Given task: Print the part of the records below that opens with the line containing "point: short blonde" and continues through the end of the records, copying each line exactly as it stands.
* begin Exercise material *
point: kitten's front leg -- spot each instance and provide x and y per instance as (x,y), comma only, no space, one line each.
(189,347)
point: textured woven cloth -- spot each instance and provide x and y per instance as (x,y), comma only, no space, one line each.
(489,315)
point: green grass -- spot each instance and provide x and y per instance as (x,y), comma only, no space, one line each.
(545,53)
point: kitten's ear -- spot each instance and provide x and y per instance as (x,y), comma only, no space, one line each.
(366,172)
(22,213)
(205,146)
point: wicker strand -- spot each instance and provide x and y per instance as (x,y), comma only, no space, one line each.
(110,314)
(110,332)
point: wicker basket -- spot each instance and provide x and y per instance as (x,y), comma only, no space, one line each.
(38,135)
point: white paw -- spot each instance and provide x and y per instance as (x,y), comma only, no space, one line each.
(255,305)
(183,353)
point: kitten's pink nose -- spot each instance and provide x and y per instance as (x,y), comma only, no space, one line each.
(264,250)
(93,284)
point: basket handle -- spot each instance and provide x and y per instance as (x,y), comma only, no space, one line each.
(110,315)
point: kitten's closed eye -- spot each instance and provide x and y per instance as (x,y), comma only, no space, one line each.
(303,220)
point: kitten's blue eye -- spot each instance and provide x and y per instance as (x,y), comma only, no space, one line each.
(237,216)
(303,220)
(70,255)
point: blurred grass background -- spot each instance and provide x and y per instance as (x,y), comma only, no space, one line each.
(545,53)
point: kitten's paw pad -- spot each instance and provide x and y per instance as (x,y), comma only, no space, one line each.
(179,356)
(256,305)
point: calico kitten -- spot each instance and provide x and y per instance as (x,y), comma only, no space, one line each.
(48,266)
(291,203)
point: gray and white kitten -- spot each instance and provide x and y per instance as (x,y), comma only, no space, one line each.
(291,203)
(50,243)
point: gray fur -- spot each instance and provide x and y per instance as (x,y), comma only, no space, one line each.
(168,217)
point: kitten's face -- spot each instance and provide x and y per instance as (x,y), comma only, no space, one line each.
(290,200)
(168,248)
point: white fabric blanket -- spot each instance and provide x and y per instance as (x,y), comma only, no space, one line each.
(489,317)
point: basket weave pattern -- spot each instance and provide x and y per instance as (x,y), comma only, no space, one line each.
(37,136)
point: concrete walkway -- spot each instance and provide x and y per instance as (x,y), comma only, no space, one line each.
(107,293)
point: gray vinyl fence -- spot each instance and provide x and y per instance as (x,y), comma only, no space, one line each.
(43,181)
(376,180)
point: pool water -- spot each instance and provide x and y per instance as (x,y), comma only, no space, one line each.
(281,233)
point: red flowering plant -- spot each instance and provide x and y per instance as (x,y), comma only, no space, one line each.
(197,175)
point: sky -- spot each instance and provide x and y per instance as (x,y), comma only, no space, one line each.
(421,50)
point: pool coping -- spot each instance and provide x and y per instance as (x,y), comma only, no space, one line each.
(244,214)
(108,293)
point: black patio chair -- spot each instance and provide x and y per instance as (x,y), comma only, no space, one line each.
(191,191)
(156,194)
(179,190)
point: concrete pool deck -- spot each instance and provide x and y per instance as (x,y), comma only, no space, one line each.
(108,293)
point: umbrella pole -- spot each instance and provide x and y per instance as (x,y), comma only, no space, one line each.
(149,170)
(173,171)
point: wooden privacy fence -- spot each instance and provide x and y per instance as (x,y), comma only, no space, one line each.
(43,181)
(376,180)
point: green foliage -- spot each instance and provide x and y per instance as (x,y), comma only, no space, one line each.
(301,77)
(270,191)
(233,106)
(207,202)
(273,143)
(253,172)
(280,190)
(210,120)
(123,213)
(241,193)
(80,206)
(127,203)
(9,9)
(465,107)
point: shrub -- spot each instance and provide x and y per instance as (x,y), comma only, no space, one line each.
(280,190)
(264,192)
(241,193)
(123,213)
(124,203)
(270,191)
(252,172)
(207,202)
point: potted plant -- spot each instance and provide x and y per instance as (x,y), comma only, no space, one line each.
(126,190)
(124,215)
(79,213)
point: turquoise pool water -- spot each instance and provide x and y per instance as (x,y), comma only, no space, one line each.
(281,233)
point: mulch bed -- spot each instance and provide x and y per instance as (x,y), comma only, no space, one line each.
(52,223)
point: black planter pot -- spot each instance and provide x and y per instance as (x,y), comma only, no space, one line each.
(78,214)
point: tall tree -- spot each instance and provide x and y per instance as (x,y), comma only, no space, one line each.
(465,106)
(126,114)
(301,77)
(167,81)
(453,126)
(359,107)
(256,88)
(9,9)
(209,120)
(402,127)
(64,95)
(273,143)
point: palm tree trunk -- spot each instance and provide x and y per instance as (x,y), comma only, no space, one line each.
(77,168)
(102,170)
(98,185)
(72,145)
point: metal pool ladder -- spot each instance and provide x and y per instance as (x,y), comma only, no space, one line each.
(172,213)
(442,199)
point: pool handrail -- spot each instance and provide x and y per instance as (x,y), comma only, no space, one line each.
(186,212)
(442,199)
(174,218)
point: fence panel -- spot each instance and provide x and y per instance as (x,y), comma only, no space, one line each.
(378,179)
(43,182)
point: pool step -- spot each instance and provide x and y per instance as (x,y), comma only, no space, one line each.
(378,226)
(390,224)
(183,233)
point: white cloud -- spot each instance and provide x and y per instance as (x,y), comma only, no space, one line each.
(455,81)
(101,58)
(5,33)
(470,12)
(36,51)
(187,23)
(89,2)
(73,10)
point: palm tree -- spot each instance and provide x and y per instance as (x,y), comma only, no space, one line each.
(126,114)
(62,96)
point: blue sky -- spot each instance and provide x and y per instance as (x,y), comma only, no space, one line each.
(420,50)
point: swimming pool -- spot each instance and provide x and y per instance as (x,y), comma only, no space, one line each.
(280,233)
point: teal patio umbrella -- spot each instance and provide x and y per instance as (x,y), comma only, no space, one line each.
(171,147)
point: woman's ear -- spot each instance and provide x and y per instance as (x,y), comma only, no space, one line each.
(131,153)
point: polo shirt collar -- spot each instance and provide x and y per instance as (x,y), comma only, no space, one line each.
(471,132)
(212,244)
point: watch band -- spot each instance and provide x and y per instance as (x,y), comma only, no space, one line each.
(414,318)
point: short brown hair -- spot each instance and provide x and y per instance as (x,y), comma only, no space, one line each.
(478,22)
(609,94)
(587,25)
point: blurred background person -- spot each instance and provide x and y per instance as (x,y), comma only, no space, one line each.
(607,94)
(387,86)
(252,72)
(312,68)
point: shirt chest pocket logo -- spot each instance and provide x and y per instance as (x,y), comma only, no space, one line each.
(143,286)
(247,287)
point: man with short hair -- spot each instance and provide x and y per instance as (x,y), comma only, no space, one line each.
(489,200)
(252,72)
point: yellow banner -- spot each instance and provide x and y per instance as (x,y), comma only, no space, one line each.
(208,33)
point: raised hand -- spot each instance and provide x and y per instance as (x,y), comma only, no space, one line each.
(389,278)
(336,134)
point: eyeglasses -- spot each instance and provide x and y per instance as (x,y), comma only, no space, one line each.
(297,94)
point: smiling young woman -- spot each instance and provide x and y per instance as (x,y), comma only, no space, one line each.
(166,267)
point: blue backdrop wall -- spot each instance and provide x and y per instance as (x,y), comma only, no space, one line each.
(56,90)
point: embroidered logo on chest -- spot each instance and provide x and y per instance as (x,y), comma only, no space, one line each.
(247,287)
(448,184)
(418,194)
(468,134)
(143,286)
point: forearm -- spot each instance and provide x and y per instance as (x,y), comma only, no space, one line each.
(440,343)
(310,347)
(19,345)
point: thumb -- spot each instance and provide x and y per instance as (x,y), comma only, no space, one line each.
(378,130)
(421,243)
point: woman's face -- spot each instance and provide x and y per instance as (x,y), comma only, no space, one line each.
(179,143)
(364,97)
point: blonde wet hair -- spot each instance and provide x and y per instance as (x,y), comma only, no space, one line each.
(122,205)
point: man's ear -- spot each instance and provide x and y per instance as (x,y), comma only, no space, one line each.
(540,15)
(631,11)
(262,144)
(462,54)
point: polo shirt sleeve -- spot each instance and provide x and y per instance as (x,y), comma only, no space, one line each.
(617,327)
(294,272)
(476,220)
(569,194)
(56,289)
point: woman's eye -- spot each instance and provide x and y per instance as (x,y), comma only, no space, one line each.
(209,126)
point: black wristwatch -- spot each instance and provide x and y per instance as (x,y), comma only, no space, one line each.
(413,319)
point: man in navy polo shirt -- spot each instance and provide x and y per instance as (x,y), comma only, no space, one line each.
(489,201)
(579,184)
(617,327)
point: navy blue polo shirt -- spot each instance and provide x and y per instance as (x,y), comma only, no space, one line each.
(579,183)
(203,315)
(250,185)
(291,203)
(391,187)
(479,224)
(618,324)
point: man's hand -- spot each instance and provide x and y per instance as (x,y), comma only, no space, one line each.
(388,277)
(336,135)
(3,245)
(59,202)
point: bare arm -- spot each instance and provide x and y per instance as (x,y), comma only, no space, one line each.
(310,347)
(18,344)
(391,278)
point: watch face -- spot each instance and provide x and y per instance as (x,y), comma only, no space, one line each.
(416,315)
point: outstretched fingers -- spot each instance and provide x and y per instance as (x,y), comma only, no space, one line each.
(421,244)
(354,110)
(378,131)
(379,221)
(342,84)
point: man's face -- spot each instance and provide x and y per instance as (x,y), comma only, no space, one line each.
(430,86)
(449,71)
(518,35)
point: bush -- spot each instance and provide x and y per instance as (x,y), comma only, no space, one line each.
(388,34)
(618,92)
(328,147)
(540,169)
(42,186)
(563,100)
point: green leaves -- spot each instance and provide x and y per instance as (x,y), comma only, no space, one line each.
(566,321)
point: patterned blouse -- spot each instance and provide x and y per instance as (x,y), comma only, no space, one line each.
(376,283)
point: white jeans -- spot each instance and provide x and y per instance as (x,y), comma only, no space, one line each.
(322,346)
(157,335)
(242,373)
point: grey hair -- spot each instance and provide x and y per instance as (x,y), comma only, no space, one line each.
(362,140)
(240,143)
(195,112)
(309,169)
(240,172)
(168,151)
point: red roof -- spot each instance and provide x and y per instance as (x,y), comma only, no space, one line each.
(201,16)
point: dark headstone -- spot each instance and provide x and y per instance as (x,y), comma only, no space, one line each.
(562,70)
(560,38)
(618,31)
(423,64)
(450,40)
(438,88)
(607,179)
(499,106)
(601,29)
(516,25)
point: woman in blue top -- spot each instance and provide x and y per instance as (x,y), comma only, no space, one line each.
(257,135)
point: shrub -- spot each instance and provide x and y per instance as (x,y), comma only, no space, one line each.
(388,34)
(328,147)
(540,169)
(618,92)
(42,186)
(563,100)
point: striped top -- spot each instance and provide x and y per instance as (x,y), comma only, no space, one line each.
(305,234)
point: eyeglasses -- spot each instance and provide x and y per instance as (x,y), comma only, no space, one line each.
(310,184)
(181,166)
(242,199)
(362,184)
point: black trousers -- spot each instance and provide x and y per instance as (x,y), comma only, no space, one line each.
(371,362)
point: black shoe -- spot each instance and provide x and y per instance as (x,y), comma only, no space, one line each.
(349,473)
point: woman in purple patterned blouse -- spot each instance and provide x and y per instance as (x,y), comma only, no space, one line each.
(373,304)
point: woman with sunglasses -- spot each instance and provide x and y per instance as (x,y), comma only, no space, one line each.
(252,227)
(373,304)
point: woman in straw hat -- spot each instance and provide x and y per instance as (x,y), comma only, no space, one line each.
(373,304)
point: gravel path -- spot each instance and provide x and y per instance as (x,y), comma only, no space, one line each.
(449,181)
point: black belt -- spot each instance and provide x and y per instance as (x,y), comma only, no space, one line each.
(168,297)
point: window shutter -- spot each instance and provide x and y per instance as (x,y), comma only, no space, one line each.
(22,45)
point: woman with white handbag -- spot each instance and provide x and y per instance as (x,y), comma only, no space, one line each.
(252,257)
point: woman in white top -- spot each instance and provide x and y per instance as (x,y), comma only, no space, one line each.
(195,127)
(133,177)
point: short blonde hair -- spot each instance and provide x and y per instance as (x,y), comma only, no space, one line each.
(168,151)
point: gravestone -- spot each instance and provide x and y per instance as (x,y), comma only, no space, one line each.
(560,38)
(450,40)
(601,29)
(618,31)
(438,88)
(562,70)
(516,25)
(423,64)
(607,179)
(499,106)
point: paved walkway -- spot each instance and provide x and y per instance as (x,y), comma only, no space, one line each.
* end Exercise material *
Full answer:
point: short blonde hair -- spot each instance and provide x and y per instance as (x,y), comma only, no space, one line each.
(168,151)
point: gravestone -- spot each instance and provide x and y per instance as (x,y), comma only, no space, one line each.
(560,38)
(450,40)
(601,29)
(618,31)
(438,88)
(562,70)
(516,25)
(423,64)
(607,179)
(499,106)
point: paved walkway -- spot each instance and provide x and y per instance as (x,y), comma only, no space, one line each.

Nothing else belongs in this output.